→ Entries provided:
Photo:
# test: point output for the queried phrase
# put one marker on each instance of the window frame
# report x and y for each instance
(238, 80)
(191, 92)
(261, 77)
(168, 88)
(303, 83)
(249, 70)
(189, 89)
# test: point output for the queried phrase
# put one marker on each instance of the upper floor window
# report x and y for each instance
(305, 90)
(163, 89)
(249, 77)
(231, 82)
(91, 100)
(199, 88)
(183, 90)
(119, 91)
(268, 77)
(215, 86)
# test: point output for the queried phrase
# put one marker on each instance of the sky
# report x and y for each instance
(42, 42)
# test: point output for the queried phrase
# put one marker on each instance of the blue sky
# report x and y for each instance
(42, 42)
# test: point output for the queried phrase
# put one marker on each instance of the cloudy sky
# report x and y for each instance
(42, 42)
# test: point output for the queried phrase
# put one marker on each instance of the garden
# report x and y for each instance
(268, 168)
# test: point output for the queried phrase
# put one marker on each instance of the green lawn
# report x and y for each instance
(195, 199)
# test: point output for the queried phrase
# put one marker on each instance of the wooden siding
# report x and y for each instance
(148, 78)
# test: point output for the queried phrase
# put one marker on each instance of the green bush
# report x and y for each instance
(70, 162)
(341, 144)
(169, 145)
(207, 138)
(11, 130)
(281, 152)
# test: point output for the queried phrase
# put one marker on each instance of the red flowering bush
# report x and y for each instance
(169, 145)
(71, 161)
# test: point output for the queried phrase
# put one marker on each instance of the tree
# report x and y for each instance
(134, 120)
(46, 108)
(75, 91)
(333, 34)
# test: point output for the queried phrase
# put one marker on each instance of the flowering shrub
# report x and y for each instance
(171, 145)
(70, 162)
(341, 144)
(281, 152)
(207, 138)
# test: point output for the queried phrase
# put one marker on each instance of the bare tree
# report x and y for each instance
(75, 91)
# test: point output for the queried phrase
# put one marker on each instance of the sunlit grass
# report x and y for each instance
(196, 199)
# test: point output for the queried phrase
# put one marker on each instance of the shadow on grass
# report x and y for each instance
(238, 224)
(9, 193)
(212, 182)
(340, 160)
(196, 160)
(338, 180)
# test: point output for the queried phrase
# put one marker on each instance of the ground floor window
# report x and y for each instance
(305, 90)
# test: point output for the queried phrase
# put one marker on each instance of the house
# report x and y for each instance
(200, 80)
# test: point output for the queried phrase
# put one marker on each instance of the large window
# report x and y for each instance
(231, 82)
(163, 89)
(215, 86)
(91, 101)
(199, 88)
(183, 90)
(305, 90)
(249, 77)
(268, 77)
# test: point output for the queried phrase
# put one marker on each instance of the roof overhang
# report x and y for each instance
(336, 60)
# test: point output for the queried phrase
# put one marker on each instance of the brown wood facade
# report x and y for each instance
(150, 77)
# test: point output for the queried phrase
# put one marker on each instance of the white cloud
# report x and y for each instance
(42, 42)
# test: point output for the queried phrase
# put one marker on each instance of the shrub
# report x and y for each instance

→ Task description:
Exactly reproduce every record.

→ Solution below:
Photo:
# test: point output for the queried phrase
# put one marker on each instance of the window frame
# report x and y for each instance
(238, 80)
(191, 92)
(261, 77)
(168, 88)
(303, 83)
(249, 70)
(189, 89)
# test: point output for the queried phrase
# put one marker on each instance of the upper floor window
# report x and y for each instance
(305, 90)
(163, 89)
(249, 77)
(231, 82)
(91, 100)
(199, 88)
(183, 90)
(119, 91)
(268, 77)
(215, 86)
# test: point output for the queried phrase
# put one marker on each instance of the sky
# report x and y for each instance
(42, 42)
# test: point output for the queried phrase
# put one marker on each instance of the blue sky
# report x and y for each instance
(42, 42)
# test: point output for the queried phrase
# put one marker on each instance of the cloudy sky
# report x and y for each instance
(42, 42)
# test: point output for the queried phrase
# put one marker on each instance of the garden
# report x and y for each instance
(268, 168)
# test: point output for the queried phrase
# put one marker on each instance of the green lawn
# report x and y for each instance
(195, 199)
# test: point output for the queried phrase
# put one marker on each instance of the wooden siding
# report x and y for each instance
(148, 78)
# test: point output for the queried phrase
# put one marker on each instance of the green bush
# report x and y for each instance
(70, 162)
(341, 144)
(169, 145)
(207, 138)
(11, 130)
(281, 152)
# test: point output for the queried phrase
# put one marker on each instance of the red flowering bush
# report x and y for each instance
(169, 145)
(71, 161)
# test: point output for the queried phrase
# put one marker on each instance of the tree
# report x and y for each instance
(134, 120)
(46, 108)
(75, 91)
(333, 34)
# test: point output for the queried phrase
# put one marker on each instance of the flowering shrub
# report x and y for each instance
(171, 145)
(70, 162)
(341, 144)
(281, 152)
(207, 138)
# test: point output for the queried phrase
# put one marker on each instance of the bare tree
# report x and y for each instance
(75, 91)
# test: point output for the queried phrase
# put one marker on each instance of the sunlit grass
# report x and y for each instance
(196, 199)
# test: point output for the queried phrase
# put one marker on each instance of the shadow on grass
# report x and y for each instance
(238, 224)
(9, 193)
(212, 182)
(340, 160)
(196, 160)
(338, 180)
# test: point output for the queried phrase
# put one marker on each instance of the ground floor window
# report x and y for each instance
(305, 90)
# test: point output for the queried phrase
# put one marker on each instance of the house
# report x and y for each instance
(200, 80)
# test: point output for the queried phrase
# put one marker on each instance of the large window
# report x and y for each instance
(231, 82)
(163, 89)
(215, 86)
(91, 101)
(199, 88)
(183, 90)
(305, 90)
(249, 77)
(268, 77)
# test: point output for the queried phrase
# put one marker on each instance of the roof overhang
# report x and y for each instance
(336, 60)
# test: point output for the queried phrase
# put one marker on each instance of the brown wood facade
# report x and y for each instance
(150, 77)
# test: point output for the queried phrase
# put one marker on each instance of the white cloud
# report x and y for each instance
(42, 42)
# test: point output for the queried phrase
# put one marker on each instance of the shrub
# report x and y for each instance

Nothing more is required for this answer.